Prompt
Convert everything from the first of the lines down to the one containing "(595, 158), (675, 177)" into a two-column CSV with the headers input and output. Give one row for each line and its answer beneath it, put each field in quotation marks, and replace any line breaks with spaces.
## start Material for this task
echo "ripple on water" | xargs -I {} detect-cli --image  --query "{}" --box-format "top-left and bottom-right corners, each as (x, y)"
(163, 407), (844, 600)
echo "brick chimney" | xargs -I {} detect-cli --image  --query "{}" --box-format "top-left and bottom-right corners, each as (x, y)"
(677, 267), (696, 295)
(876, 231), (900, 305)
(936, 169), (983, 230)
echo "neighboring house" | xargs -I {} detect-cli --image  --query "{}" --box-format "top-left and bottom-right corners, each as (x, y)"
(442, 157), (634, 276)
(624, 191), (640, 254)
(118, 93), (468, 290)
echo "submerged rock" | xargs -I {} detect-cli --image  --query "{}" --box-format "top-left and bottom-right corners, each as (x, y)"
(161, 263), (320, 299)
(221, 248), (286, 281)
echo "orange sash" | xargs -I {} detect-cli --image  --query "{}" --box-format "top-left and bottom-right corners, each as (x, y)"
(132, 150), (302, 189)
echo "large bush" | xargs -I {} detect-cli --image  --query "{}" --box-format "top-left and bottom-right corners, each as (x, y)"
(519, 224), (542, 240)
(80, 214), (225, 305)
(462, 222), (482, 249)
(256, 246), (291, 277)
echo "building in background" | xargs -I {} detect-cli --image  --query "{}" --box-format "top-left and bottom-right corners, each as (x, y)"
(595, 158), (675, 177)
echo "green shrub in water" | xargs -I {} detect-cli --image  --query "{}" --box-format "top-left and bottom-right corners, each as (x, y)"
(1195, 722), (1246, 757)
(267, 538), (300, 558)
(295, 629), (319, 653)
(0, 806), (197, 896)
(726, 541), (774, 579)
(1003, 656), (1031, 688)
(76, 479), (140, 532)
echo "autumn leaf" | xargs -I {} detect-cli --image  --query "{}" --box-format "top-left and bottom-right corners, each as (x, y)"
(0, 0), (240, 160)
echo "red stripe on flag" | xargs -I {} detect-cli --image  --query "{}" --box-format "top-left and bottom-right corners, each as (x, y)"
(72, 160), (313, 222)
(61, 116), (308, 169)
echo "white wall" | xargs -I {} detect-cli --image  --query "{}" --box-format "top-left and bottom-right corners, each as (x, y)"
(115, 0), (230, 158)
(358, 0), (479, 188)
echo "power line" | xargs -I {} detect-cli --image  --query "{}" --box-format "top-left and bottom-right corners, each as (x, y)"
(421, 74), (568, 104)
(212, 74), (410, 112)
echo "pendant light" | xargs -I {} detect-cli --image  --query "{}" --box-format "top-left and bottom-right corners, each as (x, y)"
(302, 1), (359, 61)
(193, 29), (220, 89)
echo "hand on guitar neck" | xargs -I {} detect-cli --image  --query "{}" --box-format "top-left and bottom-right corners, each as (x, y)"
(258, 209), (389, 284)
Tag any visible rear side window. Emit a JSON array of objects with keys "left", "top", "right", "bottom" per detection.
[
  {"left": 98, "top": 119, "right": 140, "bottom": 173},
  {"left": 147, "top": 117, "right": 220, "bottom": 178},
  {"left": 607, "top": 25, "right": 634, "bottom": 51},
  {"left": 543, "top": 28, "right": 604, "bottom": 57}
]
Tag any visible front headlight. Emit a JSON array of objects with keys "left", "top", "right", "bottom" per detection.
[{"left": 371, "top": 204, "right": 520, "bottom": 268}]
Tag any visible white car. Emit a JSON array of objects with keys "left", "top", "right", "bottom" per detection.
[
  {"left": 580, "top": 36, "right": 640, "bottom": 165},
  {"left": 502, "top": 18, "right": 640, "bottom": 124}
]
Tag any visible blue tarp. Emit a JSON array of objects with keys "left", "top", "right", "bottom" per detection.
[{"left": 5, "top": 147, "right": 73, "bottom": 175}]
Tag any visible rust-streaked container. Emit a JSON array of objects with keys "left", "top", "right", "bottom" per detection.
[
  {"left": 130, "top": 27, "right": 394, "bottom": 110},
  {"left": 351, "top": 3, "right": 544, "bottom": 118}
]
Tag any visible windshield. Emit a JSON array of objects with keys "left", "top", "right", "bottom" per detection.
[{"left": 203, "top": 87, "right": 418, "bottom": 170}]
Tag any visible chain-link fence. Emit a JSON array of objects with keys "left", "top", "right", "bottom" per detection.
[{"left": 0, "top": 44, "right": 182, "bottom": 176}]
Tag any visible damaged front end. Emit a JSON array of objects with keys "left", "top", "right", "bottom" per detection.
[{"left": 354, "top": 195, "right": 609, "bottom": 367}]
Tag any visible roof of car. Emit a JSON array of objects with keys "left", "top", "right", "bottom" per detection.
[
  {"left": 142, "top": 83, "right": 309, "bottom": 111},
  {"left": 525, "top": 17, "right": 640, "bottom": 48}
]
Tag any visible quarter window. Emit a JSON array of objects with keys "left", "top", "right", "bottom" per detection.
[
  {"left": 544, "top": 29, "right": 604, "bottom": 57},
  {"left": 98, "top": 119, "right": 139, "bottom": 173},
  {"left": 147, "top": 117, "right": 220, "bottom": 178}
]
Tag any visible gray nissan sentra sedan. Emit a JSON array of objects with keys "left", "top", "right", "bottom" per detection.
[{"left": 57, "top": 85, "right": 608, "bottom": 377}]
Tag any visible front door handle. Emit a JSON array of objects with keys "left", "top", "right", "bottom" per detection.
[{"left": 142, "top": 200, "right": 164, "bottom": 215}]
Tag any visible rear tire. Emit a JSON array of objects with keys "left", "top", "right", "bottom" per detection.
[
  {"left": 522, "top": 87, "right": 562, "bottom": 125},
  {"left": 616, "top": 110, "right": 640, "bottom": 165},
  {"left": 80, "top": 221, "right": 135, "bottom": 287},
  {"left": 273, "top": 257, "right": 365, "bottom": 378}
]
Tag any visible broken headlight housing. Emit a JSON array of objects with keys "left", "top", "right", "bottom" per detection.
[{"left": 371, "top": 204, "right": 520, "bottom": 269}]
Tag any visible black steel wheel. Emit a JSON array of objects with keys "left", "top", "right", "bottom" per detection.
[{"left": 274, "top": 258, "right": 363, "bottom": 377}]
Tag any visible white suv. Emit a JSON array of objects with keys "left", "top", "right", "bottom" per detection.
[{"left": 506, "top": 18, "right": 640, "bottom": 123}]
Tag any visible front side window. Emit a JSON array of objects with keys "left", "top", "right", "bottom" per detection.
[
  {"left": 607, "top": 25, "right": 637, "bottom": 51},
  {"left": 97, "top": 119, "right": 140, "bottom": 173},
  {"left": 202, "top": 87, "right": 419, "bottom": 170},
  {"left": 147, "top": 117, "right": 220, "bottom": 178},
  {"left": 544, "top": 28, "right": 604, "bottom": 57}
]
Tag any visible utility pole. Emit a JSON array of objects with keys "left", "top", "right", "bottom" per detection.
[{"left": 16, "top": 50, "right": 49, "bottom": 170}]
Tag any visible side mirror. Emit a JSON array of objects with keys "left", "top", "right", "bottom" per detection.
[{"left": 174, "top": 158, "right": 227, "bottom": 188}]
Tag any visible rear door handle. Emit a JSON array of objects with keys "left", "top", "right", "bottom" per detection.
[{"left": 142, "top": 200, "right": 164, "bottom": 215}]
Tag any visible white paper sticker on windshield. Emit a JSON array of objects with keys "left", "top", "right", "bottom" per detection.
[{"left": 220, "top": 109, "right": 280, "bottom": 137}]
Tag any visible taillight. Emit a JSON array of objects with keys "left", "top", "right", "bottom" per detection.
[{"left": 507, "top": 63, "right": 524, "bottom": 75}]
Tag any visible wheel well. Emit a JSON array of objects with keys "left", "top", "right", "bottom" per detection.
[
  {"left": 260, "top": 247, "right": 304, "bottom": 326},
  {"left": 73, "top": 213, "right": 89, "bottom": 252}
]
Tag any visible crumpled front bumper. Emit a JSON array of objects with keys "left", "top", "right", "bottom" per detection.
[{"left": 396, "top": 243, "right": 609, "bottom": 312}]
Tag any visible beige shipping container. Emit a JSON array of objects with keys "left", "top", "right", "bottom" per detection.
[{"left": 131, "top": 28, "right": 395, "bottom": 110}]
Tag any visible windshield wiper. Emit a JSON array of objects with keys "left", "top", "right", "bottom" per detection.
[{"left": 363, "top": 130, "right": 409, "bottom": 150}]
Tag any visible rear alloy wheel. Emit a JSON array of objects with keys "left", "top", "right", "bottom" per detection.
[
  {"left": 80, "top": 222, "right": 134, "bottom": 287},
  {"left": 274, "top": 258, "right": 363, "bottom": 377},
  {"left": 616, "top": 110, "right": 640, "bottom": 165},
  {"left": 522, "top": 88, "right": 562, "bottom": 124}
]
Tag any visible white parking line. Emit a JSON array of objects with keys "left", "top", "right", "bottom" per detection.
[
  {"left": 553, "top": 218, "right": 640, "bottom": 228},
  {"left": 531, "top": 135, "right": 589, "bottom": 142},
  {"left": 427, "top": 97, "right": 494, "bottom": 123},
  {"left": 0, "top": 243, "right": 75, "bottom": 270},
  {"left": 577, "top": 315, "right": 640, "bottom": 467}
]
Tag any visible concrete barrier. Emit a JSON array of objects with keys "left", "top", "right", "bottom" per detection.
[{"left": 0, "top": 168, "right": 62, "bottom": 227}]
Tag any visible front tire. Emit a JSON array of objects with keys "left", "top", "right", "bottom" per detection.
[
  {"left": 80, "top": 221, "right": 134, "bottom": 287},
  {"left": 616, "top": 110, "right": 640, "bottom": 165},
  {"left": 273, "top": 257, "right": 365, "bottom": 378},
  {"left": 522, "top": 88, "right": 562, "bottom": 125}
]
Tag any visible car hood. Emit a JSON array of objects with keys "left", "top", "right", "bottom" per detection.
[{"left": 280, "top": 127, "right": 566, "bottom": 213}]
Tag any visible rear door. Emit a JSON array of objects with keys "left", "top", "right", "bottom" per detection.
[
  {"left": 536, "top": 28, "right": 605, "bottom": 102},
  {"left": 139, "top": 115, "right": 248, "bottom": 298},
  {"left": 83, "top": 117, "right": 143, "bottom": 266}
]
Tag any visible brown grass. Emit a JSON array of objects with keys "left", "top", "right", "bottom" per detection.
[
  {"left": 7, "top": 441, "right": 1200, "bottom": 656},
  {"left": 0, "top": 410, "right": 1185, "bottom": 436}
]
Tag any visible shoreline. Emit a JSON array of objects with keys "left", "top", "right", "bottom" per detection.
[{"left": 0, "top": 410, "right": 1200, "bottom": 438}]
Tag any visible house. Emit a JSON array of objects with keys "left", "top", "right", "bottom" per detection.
## end Material for this task
Answer
input,output
"echo ""ripple on water"" | xargs -I {} detect-cli --image  --query ""{}"" --box-format ""top-left and bottom-right corners, each as (x, y)""","(163, 407), (844, 600)"
"echo ""brick chimney"" | xargs -I {} detect-cli --image  --query ""{}"" --box-format ""top-left and bottom-right corners, each as (x, y)""","(677, 267), (696, 295) (876, 231), (900, 305) (936, 169), (983, 230)"
"echo ""neighboring house"" | xargs -I {} detect-cli --image  --query ""{}"" --box-format ""top-left and bottom-right corners, each as (x, y)""","(442, 157), (634, 276) (624, 191), (640, 254) (118, 93), (468, 290)"
"echo ""submerged rock"" | xargs -I {} detect-cli --image  --query ""{}"" --box-format ""top-left and bottom-right corners, each as (x, y)""","(161, 263), (320, 299) (221, 248), (286, 281)"
"echo ""orange sash"" | xargs -I {} detect-cli --image  --query ""{}"" --box-format ""top-left and bottom-right corners, each as (x, y)""","(132, 150), (302, 189)"
"echo ""large bush"" | xargs -I {} detect-cli --image  --query ""{}"" --box-format ""top-left and bottom-right corners, each as (x, y)""","(519, 224), (542, 240) (80, 214), (225, 305) (462, 222), (482, 249) (256, 246), (291, 277)"
"echo ""building in background"" | xargs -I {} detect-cli --image  --query ""{}"" --box-format ""top-left and bottom-right corners, each as (x, y)""","(595, 158), (675, 177)"